▶ [Task goal]
Copy each of the following rows line for line, leaving out the pictures.

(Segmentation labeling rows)
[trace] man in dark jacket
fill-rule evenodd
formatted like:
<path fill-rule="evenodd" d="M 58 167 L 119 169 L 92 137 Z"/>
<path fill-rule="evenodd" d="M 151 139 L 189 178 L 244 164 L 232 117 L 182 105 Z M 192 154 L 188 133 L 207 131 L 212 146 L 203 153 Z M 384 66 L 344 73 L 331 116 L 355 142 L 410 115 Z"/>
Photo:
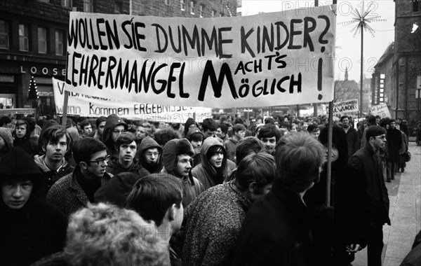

▶ [Answer]
[trace] man in dark jacket
fill-rule evenodd
formatted like:
<path fill-rule="evenodd" d="M 58 167 L 119 169 L 92 137 Z"/>
<path fill-rule="evenodd" d="M 151 139 L 189 178 L 244 164 L 232 117 L 182 105 Z M 192 154 L 188 133 L 207 131 L 212 146 L 203 153 Z M 384 66 L 344 73 L 331 116 L 355 142 L 410 115 Z"/>
Photo:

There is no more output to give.